Requirement — Write back each entry precisely as it is given.

Record set —
[Start of section]

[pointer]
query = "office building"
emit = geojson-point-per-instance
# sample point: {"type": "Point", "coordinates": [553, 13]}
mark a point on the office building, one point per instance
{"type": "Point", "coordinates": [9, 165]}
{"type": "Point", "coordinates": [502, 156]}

[End of section]

Task response —
[pointer]
query = "office building"
emit = geojson-point-per-instance
# sample point: {"type": "Point", "coordinates": [553, 13]}
mark a point on the office building, one point per instance
{"type": "Point", "coordinates": [9, 165]}
{"type": "Point", "coordinates": [502, 156]}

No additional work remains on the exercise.